• DOCUMENT SECTION:
<<<<
# Some pics of the snow fleet



## 2005_Sierra (Aug 7, 2009)

My 2011 pushing a 8' Fisher 








Dads 2008 pushing a 7.5' Boss + Salt Dogg








Backup 07 LBZ pushing a 8' Fisher 








Salt Rig 98 3500HD pushing a 9' Western + Tarco Spreader









Not pictured are : Uncles 2011 pushing a 8.5' MVP, Bobcat 763, Cat 252, Cat 416D, Case W20, Case 621, Kawasaki 65ZVI, Cat 938G. 10' Avalanche Snow Pusher 16' Avalanche Pusher, 7.5' Meyer adapted to the skid steer.


----------



## maverjohn (Jul 23, 2008)

Nice fleet ! your Dad's truck I really like !!


----------



## Superior L & L (Oct 6, 2006)

Nice trucks, but we need loader pics


----------



## 2005_Sierra (Aug 7, 2009)

Found this picture from 2010. Pictured is the W20 pushing the 10' and the Kawi with the 16'









Here is the backhoe at our house after a little excavation.


----------



## gallihersnow (Dec 17, 2012)

You've got an impressive fleet!


----------



## 2005_Sierra (Aug 7, 2009)

all of the fleet is owned by my dad and uncles, I'm just an employee. And 90% of the time the wheel loaders and skids don't go out. they are mainly used to move piles. and the backhoe is used to load salt


----------



## unhcp (Jan 20, 2010)

nice looking fleet


----------



## 2005_Sierra (Aug 7, 2009)

Was able to grab these pics today 
















Custom 7.5' Meyer for the skids


----------



## Superior L & L (Oct 6, 2006)

That w20 seams like a waste with that little 10' pusher on it. 

Nice looking fleet. What do you guys do in the summer?


----------



## Morrissey snow removal (Sep 30, 2006)

nice looking fleet


----------



## EGLC (Nov 8, 2007)

Only 7'6" on skids? and 7'6" on a 2500HD??? Tell your dad to get some larger plows! I have a 8'6" on a 2500hd with wings making it over 9' and no issues

is the paint on your dads 2500hd his company colors?


----------



## A&J Landscaping (Dec 7, 2011)

nice looking fleet


----------



## snowremoval4les (Mar 3, 2009)

That's a great fleet. You should tell your dad to put some wings on his 7'6 to make it over 9'! I upgraded to a set of BOSS wings this year and they are amazing, saves so much time


----------



## scott3430 (Dec 28, 2010)

Nice fleet! I like the pic of all the plows in a row.


----------



## 2005_Sierra (Aug 7, 2009)

Superior L & L;1555213 said:


> That w20 seams like a waste with that little 10' pusher on it.
> 
> Nice looking fleet. What do you guys do in the summer?


That 10' pusher on the W20 was never planned actually, the 10 was purchased for the backhoe, but we use that machine to load salt. so it just fell onto the W20 and it is still more efficient with just the 10 than a regular bucket.
>>>>
• DATA EXCERPT:
<<<<
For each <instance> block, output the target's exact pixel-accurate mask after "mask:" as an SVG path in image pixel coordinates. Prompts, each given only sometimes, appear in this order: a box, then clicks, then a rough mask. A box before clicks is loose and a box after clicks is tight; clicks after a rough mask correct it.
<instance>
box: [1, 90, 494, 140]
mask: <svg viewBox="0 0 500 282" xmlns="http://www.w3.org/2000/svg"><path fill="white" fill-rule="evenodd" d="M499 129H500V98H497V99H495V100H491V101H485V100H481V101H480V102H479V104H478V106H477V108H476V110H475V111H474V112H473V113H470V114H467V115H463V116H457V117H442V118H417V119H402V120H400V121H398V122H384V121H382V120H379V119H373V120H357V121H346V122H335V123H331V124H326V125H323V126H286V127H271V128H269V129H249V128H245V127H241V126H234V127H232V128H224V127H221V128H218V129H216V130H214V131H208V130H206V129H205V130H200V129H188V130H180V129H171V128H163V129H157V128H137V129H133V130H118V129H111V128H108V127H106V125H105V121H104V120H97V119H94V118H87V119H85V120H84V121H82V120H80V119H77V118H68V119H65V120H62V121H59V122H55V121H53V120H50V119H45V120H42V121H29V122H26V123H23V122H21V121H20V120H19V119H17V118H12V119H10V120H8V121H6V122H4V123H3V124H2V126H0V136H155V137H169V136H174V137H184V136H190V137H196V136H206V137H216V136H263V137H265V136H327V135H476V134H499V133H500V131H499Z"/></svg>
>>>>
• PROBLEM DETAILS: Could you carry on the forum thread about the snow fleet from the point where it stops?

• RESPONSE:
And we are a ready-mix concrete company.



Morrissey snow removal;1555256 said:


> nice looking fleet


Thank you



EGLC;1555277 said:


> Only 7'6" on skids? and 7'6" on a 2500HD??? Tell your dad to get some larger plows! I have a 8'6" on a 2500hd with wings making it over 9' and no issues
> 
> is the paint on your dads 2500hd his company colors?


The 7'6" was just an old meyer we had laying around that we decided to make work. and he runs a 7'6" on his truck because alot of the area he plows are very tight. And yes those are the company colors.



A&J Landscaping;1555281 said:


> nice looking fleet


Thank You



snowremoval4les;1556471 said:


> That's a great fleet. You should tell your dad to put some wings on his 7'6 to make it over 9'! I upgraded to a set of BOSS wings this year and they are amazing, saves so much time


We ran a set of wings on the one fisher and had quite a few problems with them, so he has steered away from them.



scott3430;1556561 said:


> Nice fleet! I like the pic of all the plows in a row.


Thank You, thats where they all sit until we hook up. It is very nice being able to hookup on a solid level surface


----------



## MatthewG (Jun 16, 2009)

A lot of concrete blocks down there in bucks county, send some up to lehigh county for me.

Any pics of storage buildings with the blocks, coverals? I see you did the sea container with a coveral setup


----------



## 2005_Sierra (Aug 7, 2009)

MatthewG;1556659 said:


> A lot of concrete blocks down there in bucks county, send some up to lehigh county for me.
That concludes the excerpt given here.